** BEGIN SUPPLIED PASSAGE **
What was the seed that began Honesty and Lies?
Honestly, I can’t remember what it was exactly. A mixture of things, I think. I’ve always loved London and am fascinated by its history. I recently took a trip to Greenwich and a boat back along the Thames to Southwark. I think that had a lot of influence as you get a very different perspective of London from the water. I’ve also been wanting to write something through two different points of view for a while and the contrast of rich versus poor, appearance versus reality, honesty versus lies seemed to fit perfectly into the court of Queen Elizabeth I.
This is your 6th novel. What do you know now that you wish you’d known before Elen’s Island?
That you should define what success is for you as a writer and not compare yourself with anyone else. It’s not a linear path and there are huge emotional ups and downs. I’ve been extraordinarily lucky and I’m very grateful, but I have had lots of times when writing has been hard for many different reasons. I now define my success as a writer by my dedication to telling the story in the best way I can. That’s the only thing I can control and really, it’s the most important part.
As Wales’ inaugural Children’s Laureate, you travelled the country inspiring hundreds of children to read and write. You must have learned some lessons yourself?
Absolutely. It reaffirmed my belief that stories connect generations. I also learned that young people are endlessly creative and courageous and that made me challenge myself more. They taught me to take risks and to laugh at myself when something failed. If you are failing, you are trying. They’ve also taught me about individuality and how it should be celebrated. One group of young people made me a thank you card which advised me to ‘stay weird’. It’s one of my favourite possessions.
What is your writing routine?
I laughed when I read this question. I’m not very good at routines. For a while, I tried to kid myself that I had a routine but really, I was just aspiring to be an organised writer. I’d keep reading about other writer’s routines and thinking, yes, that sounds like the right way to do it! Then I’d get up at the crack of dawn and write and think, yes, I am better at this time, until that pattern dwindled. Then I’d try writing late at night until that dwindled too. Eventually I just accepted that my writing routine is a bit haphazard, I’m afraid. I spend long periods of time thinking and then I’ll write something in bursts. It always seems like a minor miracle when I’ve managed to finish a story.
** END SUPPLIED PASSAGE **
** BEGIN EXTRACTED INFORMATION **
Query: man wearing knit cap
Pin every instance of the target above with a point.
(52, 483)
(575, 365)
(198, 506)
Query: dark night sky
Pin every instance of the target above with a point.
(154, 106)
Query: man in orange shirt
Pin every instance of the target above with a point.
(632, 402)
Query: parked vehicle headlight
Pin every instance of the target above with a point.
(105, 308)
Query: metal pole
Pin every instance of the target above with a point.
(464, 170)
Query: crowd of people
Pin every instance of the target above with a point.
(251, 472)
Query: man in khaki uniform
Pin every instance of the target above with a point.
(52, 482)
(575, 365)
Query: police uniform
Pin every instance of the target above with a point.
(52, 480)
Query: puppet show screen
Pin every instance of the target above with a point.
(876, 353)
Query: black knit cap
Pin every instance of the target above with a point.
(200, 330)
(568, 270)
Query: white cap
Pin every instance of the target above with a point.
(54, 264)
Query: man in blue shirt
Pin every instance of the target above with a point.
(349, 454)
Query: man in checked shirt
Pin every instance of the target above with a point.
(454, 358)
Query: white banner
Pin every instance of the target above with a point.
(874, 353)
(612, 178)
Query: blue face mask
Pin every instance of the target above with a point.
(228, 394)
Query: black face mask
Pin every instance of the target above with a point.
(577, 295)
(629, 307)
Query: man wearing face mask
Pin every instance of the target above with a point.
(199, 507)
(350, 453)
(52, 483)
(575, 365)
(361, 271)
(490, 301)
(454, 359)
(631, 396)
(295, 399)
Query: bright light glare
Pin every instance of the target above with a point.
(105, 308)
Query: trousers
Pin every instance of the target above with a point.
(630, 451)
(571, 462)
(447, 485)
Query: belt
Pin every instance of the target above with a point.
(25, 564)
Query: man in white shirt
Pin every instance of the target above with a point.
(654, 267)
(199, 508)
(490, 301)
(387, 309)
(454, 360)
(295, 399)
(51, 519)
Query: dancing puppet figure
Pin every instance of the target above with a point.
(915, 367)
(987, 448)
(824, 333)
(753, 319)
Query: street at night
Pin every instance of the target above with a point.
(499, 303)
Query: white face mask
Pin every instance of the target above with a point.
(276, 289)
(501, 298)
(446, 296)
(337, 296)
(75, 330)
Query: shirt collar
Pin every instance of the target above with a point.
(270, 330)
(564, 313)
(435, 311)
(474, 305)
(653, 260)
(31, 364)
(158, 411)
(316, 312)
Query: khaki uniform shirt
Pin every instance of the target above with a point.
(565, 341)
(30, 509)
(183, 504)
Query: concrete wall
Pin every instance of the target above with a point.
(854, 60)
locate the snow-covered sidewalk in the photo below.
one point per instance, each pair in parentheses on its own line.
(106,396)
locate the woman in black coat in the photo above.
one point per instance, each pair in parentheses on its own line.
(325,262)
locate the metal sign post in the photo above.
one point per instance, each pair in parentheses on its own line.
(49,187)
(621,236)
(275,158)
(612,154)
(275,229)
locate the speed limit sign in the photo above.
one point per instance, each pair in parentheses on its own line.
** END EXTRACTED INFORMATION **
◆ PROMPT 1 ◆
According to the interview, which royal court fit the contrast of rich versus poor and appearance versus reality?
◆ PROMPT 2 ◆
Reproduce the stretch of the interview from "What was the" through "before Elen’s Island?", changing "Thames" to "river".

◆ WRITTEN REPLY 1 ◆
The court of Queen Elizabeth I.

◆ WRITTEN REPLY 2 ◆
What was the seed that began Honesty and Lies?
Honestly, I can’t remember what it was exactly. A mixture of things, I think. I’ve always loved London and am fascinated by its history. I recently took a trip to Greenwich and a boat back along the river to Southwark. I think that had a lot of influence as you get a very different perspective of London from the water. I’ve also been wanting to write something through two different points of view for a while and the contrast of rich versus poor, appearance versus reality, honesty versus lies seemed to fit perfectly into the court of Queen Elizabeth I.
This is your 6th novel. What do you know now that you wish you’d known before Elen’s Island?